▶ JOB
Omit any picture, and return the remaining data exactly as written.

(Labeled-object pointing entries)
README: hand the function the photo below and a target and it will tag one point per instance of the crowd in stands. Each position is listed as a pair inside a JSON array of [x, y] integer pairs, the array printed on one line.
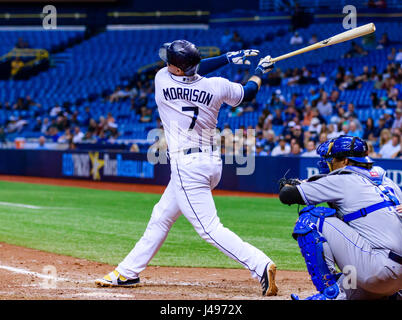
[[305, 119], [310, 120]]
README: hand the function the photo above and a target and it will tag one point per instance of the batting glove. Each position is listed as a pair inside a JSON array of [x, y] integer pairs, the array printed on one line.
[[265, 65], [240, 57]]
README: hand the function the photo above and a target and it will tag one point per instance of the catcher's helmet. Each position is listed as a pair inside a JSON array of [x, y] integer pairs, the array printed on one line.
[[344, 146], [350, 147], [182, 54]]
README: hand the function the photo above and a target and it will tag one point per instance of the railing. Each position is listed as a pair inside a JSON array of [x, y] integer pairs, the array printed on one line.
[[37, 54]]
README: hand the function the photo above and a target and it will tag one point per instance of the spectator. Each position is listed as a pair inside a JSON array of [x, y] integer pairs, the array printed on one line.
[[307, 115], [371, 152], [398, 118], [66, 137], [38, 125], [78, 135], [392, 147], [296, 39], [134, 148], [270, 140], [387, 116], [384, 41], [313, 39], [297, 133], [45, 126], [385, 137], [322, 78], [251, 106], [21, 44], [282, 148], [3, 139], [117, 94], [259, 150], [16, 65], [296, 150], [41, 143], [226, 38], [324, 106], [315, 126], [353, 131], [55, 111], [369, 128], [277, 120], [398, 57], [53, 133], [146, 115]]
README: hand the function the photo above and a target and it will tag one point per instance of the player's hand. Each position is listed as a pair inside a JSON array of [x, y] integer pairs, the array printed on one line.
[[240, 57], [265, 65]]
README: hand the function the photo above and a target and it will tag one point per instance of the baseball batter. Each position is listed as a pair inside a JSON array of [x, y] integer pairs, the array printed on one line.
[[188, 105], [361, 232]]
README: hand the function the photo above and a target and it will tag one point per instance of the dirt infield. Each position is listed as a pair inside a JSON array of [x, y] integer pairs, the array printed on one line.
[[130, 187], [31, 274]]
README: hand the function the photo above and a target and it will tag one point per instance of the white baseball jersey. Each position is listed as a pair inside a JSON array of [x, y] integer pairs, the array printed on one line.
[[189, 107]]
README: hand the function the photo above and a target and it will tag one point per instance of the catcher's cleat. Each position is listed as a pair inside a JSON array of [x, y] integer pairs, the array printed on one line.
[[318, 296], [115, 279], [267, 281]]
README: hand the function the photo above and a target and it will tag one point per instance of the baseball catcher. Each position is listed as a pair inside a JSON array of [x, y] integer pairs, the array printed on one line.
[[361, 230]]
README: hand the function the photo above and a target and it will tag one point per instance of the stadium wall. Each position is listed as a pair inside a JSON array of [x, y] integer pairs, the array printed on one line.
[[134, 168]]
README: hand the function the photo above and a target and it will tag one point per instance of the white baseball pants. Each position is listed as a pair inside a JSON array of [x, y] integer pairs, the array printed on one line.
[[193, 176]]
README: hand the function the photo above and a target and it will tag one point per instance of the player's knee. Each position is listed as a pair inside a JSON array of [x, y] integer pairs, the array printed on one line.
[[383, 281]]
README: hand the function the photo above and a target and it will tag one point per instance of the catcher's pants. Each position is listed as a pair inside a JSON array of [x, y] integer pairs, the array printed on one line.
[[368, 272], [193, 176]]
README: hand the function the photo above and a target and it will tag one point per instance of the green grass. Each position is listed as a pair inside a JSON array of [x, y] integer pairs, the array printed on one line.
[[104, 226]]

▶ REPLY
README: hand the function the photo below and a target and it will tag one point per instance of the crowd in stands. Each position is listed as a pair inside a JSON array of [x, y] integer pairs, the array printed on one line.
[[305, 119], [310, 120]]
README: hand the function the photo above and a target and it will tag one point per instance of the batting glove. Each position is listed as a pair inside a JSON array of [x, y] integer pairs, the array printed on one line.
[[265, 65], [240, 57]]
README: hand the function the photo above and a target and it will tag one point per instance of the catcher's helmet. Each position is listed as a pair inside a JSON array of [x, y] integer pairs, the array printed on one line.
[[344, 146], [350, 147], [182, 54]]
README: hand the function the photo above and a target and it will tag one point per instance of the railing. Each position is listed as a pair inside a JSON array of [x, y] integer pairs, the array printed on one line.
[[37, 54]]
README: hand the function the photo above and a target and it will tag one point per instance of the spectator. Each position is listed as a pair inside a JSON array of [x, y] integer pairs, the array printed on one line.
[[307, 115], [371, 152], [398, 118], [66, 137], [38, 125], [78, 135], [392, 147], [296, 39], [134, 148], [270, 140], [387, 116], [384, 41], [313, 39], [297, 133], [45, 126], [385, 137], [322, 78], [251, 106], [21, 44], [282, 148], [3, 139], [117, 94], [259, 150], [16, 65], [296, 150], [41, 143], [226, 38], [324, 106], [315, 126], [353, 131], [55, 111], [369, 128], [277, 120], [398, 57], [53, 133], [146, 115]]
README: hand the function the photo above and a target and it will tag one point per instance of the player's hand. Each position is listed as a pair inside a JSON array of [x, y] integer pairs, the array printed on one line.
[[240, 57], [265, 65]]
README: hand the function the photo above and a target and it will tag one point per instance of the baseball batter. Each position is listed as a pair inside a JSON array of [x, y] integer pairs, the array printed on one line.
[[188, 105], [361, 232]]
README: hand the function the photo above and a target and it will tag one point per instance of the dirt infield. Each position is listed as a pair inside a JSON array of [x, y] integer pairs, the array printed on one line.
[[130, 187], [31, 274]]
README: hand the function the photo above and a target and it will tag one point per instance of the white baseball jersey. Each position is listed as a pair inside a JSON array of [x, y] integer pairs, the array printed on one line.
[[189, 107]]
README: hand the function the photo above and a target and it will tag one point per instance of the catcher's cleat. Each position is listed as a pair inside a JSON array of [x, y] integer pairs, the array printed on one line.
[[318, 296], [115, 279], [267, 281]]
README: hand the function the photo above and a target and it will tag one point per instance of the baseball catcher. Each position is listed as a pair inside a JSON array of [x, y] integer pairs, the array printed on one line.
[[361, 230]]
README: hand the function the photo above and a target and it will tag one point per instance of the stadium wall. Each position is listed as a pair inside a JSON array of [x, y] integer pairs, the array printed on one line.
[[134, 168]]
README: hand the function the photo above and a target and it will tag one point per instance of the white baseball pants. Each position is listed as a pair inside a JSON array of [x, y] integer pairs, the array printed on one line.
[[193, 176]]
README: hand the function the photo above and a target and it will tag one point per instance of the player's knee. Each position is listed as a pair inside a JSON array of [x, y] integer pairs, the array printed on one line.
[[383, 281]]
README: hand the function the photo above and a target and it will tag one point per instance of the catcher's pants. Each position is listed as a pair inside a JSON array of [x, y] integer pairs, the array printed on one line.
[[368, 272], [193, 176]]
README: hand the function the photo above and a target and it will tag one point per instance of the green grass. Each position is listed as a pair inside a JSON array of [x, y] integer pairs, the array printed on one line.
[[104, 226]]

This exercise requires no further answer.